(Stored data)
******************************

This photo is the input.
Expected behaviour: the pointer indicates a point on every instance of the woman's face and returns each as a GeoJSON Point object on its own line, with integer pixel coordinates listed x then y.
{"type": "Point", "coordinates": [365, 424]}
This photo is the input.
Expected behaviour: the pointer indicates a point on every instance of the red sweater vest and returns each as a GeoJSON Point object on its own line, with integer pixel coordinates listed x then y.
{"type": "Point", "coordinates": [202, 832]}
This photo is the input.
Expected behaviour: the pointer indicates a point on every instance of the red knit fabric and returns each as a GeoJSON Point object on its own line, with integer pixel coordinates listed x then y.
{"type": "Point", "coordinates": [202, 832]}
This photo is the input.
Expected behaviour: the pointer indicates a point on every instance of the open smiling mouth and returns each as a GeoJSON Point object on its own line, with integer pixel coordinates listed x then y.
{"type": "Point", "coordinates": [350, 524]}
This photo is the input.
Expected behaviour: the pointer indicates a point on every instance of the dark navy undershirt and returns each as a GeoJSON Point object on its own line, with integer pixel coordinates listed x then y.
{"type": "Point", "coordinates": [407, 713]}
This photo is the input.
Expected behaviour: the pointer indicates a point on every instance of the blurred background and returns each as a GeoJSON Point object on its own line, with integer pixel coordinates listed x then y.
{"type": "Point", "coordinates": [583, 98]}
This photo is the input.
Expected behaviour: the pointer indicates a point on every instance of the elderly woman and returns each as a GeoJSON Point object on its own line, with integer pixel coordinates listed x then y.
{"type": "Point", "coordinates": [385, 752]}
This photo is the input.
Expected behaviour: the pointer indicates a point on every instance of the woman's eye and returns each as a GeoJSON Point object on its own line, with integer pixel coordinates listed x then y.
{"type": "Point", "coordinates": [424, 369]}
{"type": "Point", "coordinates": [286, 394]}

******************************

What is being asked: Having read the records, return each one exactly.

Completed task:
This photo is the input.
Expected behaviour: the pointer indicates a point on every instance of the woman's face and returns each as a GeoJSON Point object on its own line, with integer pixel coordinates listed x then y.
{"type": "Point", "coordinates": [365, 424]}
This photo is the input.
Expected behaviour: the pointer indicates a point on every instance of the red sweater vest and returns each as a GeoJSON Point object on its own line, with integer pixel coordinates listed x then y.
{"type": "Point", "coordinates": [202, 832]}
This photo is the input.
Expected behaviour: the pointer indicates a point on every instance of the red knit fabric and returns each as a GeoJSON Point object on its own line, with integer pixel coordinates listed x then y.
{"type": "Point", "coordinates": [202, 832]}
This photo is the input.
Expected behaviour: the pointer indicates a point on every instance of the open smiling mouth and returns each as a GeoJSON Point object on its own line, with integer pixel coordinates listed x then y.
{"type": "Point", "coordinates": [350, 524]}
This photo is the input.
Expected behaviour: the pointer indicates a point on every instance of the dark navy undershirt and returns each as a GeoJSON Point object on its own line, with integer pixel coordinates listed x then y.
{"type": "Point", "coordinates": [407, 713]}
This photo is the input.
Expected behaviour: the pointer indicates a point on every instance of the blurred background and returns each as a GeoJSON Point object on its own line, with integer pixel coordinates listed x then y.
{"type": "Point", "coordinates": [583, 98]}
This photo is the input.
Expected behaviour: the pointer indicates a point on every instance of the elderly woman and returns each as a GeoJSON Point object on its own line, with integer pixel coordinates listed x then y.
{"type": "Point", "coordinates": [385, 752]}
This photo is the input.
Expected behaviour: the pointer indicates a point on every instance of the woman's eye and returns each as a GeoJSON Point object on its own line, with integer pixel coordinates listed x then y.
{"type": "Point", "coordinates": [424, 369]}
{"type": "Point", "coordinates": [286, 394]}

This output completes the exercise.